> Problem statement
Reply with one number: the count of lines in the listing that contain the string "wheel".

-- -- --

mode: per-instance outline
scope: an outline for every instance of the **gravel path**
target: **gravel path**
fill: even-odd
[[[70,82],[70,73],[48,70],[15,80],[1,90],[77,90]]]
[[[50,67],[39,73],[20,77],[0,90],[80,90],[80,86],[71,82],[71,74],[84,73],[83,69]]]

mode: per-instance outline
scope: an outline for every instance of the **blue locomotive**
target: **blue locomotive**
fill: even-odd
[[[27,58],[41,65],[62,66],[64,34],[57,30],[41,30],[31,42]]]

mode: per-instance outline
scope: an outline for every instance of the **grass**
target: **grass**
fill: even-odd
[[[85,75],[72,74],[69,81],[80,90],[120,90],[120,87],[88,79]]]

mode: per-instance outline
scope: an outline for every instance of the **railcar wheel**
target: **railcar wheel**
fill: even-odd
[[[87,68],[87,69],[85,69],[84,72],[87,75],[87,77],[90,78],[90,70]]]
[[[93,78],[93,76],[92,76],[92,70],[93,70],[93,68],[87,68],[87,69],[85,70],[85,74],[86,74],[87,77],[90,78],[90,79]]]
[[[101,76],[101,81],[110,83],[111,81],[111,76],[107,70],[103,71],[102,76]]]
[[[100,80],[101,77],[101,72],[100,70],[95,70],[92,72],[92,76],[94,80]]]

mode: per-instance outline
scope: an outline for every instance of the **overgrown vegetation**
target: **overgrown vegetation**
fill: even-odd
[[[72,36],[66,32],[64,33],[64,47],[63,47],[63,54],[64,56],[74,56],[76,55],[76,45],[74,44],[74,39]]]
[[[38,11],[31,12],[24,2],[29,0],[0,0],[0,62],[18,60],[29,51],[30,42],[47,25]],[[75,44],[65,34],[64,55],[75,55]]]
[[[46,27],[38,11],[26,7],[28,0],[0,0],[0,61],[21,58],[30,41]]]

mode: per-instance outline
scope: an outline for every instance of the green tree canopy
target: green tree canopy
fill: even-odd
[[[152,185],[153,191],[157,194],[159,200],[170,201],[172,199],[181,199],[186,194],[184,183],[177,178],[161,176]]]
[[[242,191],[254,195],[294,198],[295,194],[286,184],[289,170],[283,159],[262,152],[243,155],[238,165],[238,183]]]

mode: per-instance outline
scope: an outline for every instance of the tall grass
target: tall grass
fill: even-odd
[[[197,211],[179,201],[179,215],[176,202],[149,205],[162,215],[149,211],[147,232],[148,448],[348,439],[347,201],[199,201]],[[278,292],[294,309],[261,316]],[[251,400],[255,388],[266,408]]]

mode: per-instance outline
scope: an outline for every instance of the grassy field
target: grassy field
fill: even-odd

-- -- --

> Solved problem
2